### RECORDS FOR THIS EXERCISE
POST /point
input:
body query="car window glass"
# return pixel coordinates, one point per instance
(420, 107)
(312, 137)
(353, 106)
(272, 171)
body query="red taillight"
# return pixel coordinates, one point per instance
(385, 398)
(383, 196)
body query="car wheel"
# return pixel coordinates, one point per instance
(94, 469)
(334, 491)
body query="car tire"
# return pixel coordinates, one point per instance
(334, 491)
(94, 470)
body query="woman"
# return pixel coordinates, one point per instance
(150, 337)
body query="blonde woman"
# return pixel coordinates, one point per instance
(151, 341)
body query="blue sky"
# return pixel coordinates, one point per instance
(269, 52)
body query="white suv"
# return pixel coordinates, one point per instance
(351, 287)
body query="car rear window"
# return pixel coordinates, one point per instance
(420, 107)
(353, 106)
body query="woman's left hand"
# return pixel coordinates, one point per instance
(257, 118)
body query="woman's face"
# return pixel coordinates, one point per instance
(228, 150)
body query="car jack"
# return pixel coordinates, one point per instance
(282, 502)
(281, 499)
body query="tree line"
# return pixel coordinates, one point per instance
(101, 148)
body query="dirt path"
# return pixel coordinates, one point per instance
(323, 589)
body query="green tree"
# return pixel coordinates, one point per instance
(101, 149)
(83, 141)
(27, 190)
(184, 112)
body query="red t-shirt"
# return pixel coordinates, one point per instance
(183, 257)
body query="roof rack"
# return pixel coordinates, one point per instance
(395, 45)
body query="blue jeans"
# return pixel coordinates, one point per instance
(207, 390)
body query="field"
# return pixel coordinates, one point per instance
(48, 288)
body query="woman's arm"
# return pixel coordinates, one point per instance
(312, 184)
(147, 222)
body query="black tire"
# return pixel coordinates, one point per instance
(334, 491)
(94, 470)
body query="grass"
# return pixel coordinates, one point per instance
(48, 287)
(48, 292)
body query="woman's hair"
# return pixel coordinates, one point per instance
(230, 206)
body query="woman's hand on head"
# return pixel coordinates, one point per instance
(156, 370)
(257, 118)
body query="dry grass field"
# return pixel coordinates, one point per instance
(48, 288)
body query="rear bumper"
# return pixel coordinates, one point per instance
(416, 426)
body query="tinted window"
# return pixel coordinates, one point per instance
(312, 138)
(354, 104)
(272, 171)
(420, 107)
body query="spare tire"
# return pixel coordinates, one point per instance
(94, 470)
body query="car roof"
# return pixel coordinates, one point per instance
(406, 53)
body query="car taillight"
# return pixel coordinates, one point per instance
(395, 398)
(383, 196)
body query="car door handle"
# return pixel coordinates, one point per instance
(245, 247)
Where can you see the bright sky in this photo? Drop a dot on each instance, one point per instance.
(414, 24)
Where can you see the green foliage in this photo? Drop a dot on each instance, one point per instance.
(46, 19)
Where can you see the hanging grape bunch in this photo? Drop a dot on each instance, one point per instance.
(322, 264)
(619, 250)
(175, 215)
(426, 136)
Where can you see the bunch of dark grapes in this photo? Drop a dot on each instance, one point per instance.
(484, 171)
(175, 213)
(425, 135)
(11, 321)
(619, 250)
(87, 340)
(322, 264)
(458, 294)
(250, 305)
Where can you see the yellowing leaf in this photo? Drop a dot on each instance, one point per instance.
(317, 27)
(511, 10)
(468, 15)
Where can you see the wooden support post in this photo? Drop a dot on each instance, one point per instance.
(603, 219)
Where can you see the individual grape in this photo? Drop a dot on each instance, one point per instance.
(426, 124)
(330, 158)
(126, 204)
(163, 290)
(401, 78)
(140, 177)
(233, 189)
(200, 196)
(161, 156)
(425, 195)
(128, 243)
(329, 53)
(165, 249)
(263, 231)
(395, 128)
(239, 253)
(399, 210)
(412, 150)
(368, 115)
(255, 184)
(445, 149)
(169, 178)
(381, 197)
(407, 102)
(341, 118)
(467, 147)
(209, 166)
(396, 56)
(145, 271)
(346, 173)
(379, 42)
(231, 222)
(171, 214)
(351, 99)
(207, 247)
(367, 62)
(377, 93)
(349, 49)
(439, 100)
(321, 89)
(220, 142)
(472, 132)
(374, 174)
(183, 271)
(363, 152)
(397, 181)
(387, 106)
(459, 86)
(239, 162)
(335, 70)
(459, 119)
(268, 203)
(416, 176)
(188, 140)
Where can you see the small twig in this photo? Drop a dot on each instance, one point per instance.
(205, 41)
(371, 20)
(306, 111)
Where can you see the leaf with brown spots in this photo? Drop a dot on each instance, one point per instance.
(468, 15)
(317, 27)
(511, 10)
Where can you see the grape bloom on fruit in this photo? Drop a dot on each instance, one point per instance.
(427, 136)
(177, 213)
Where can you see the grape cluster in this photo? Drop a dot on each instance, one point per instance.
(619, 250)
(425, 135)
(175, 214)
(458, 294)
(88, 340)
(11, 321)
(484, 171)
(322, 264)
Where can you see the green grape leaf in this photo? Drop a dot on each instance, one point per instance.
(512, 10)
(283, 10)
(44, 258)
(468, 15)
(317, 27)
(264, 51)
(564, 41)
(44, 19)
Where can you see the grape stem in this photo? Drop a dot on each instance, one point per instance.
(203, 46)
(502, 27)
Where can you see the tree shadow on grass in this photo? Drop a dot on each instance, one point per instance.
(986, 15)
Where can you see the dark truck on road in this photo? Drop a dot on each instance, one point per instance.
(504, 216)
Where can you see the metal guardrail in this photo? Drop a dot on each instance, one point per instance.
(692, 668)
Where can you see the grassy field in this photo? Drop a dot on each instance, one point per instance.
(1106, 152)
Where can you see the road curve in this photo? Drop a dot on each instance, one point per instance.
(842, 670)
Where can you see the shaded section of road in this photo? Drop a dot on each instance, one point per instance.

### OBJECTIVE
Please copy every row above word for word, keeping each line unchanged and in the same order.

### PROBLEM SOLUTION
POST /point
input:
body query="car window glass"
# return pixel coordinates, one point per instance
(420, 107)
(312, 137)
(353, 106)
(272, 171)
body query="red taillight"
# return pixel coordinates, one point per instance
(385, 398)
(383, 196)
body query="car wheel"
# return pixel coordinates, one point per instance
(94, 469)
(334, 491)
body query="car tire"
# return pixel coordinates, one point per instance
(334, 491)
(94, 470)
body query="woman"
# return pixel coordinates, one point per instance
(150, 337)
body query="blonde woman"
# return pixel coordinates, one point per instance
(151, 341)
body query="blue sky"
# return pixel coordinates, one point per instance
(269, 52)
body query="white suv"
# return pixel coordinates, one point per instance
(351, 287)
body query="car rear window"
# return pixel coordinates, one point per instance
(420, 107)
(353, 106)
body query="woman's left hand"
# return pixel coordinates, one point per instance
(257, 118)
body query="woman's face"
# return pixel coordinates, one point per instance
(228, 150)
body query="car jack"
# return pixel coordinates, one point per instance
(282, 502)
(281, 499)
body query="tree line"
# return pixel coordinates, one point per instance
(101, 148)
body query="dirt path"
# return pixel coordinates, one point per instance
(323, 589)
body query="green tree"
# return pixel coordinates, one point per instance
(101, 149)
(83, 141)
(27, 190)
(184, 112)
body query="red t-shirt"
# return pixel coordinates, one point per instance
(183, 257)
body query="roof rack"
# return pixel coordinates, one point per instance
(395, 45)
body query="blue jeans"
# return pixel coordinates, one point per instance
(207, 390)
body query="field"
# return pixel coordinates, one point per instance
(48, 288)
body query="woman's arm"
# return pixel coordinates, one point per instance
(312, 184)
(147, 222)
body query="black tire"
# return pixel coordinates, one point per instance
(334, 491)
(94, 470)
body query="grass"
# return pixel coordinates, one point per instance
(48, 287)
(48, 292)
body query="woman's hair"
# return pixel coordinates, one point per instance
(230, 206)
body query="woman's hand on head"
# return pixel coordinates, one point per instance
(156, 370)
(257, 118)
body query="dry grass field"
# return pixel coordinates, one point per instance
(48, 288)
body query="rear bumper"
# return pixel coordinates, one point per instance
(416, 426)
body query="tinted window"
# return pixel coordinates, one point per instance
(312, 138)
(354, 104)
(272, 171)
(420, 107)
body query="spare tire"
# return pixel coordinates, one point per instance
(94, 470)
body query="car roof"
# return pixel coordinates, one point per instance
(406, 53)
body query="car taillight"
# return pixel coordinates, one point per instance
(395, 398)
(383, 196)
body query="car door handle"
# return pixel coordinates, one point per instance
(245, 247)
Where can you see the bright sky in this photo? Drop a dot on each instance, one point per instance.
(414, 24)
Where can you see the green foliage in this photo? Drop a dot on each instance, one point per instance.
(46, 19)
Where can you see the hanging grape bunch in this photo? Drop a dot on each instance, one point per instance.
(322, 264)
(619, 250)
(175, 215)
(426, 136)
Where can you see the bunch of dark grapes in this photo? Drop a dot on each instance, one point per instance.
(484, 171)
(175, 213)
(425, 135)
(11, 321)
(619, 250)
(87, 340)
(322, 264)
(458, 294)
(250, 305)
Where can you see the yellowing leaf in this photo? Drop a dot on each instance, one point per instance.
(317, 27)
(511, 10)
(468, 15)
Where can you see the wooden support post in this photo? Drop a dot on each instance, one point per instance.
(603, 219)
Where can you see the individual grape in this photo? Drop a dot on each instance, one point per instance.
(426, 124)
(330, 158)
(126, 204)
(163, 290)
(401, 78)
(140, 177)
(233, 189)
(200, 196)
(161, 156)
(425, 195)
(128, 243)
(329, 53)
(165, 249)
(263, 231)
(395, 128)
(239, 253)
(399, 210)
(412, 150)
(368, 115)
(255, 184)
(445, 149)
(169, 178)
(381, 197)
(407, 102)
(341, 118)
(467, 147)
(209, 166)
(396, 56)
(145, 271)
(346, 173)
(379, 42)
(231, 222)
(171, 214)
(351, 99)
(207, 247)
(367, 62)
(377, 93)
(349, 49)
(439, 100)
(321, 89)
(220, 142)
(472, 132)
(374, 174)
(183, 271)
(363, 152)
(397, 181)
(387, 106)
(459, 86)
(239, 162)
(335, 70)
(459, 119)
(268, 203)
(416, 176)
(188, 140)
Where can you see the small twig in this photo? Drop a dot on each instance, one point per instance.
(205, 41)
(371, 20)
(306, 111)
Where can you see the leaf with brown spots in this photo? Drop a dot on each instance, one point per instance.
(468, 15)
(317, 27)
(511, 10)
Where can you see the grape bloom on fruit in this photo? Drop a dot on each instance, one point per instance.
(427, 136)
(177, 213)
Where can you see the grape cluster in this photo? Drop a dot on each instance, one point per instance.
(619, 250)
(425, 135)
(175, 214)
(458, 294)
(88, 340)
(11, 321)
(484, 171)
(322, 264)
Where can you see the green grape leaf in this photo? Drop a dot on each instance, one point per instance.
(512, 10)
(283, 10)
(44, 258)
(468, 15)
(317, 27)
(264, 51)
(564, 41)
(44, 19)
Where can you see the grape stem in this photo? Drop a dot on each instance, one point per instance.
(203, 46)
(502, 27)
Where can you see the tree shadow on grass in this photo? Drop a dot on each instance, one point per instance.
(986, 15)
Where can you see the dark truck on road in this photo? Drop a dot on each instance, one point per instance.
(504, 216)
Where can you see the metal guardrail in this photo? Drop a dot on each instance, one point per instance.
(692, 668)
Where can you see the grassy field in this photo? Drop a dot on each instance, one point per instance.
(1106, 152)
Where can you see the road curve in this photo? Drop a dot on each instance, one point per instance.
(842, 670)
Where can you see the shaded section of road in this photo? Drop a dot on each instance, one point per instance.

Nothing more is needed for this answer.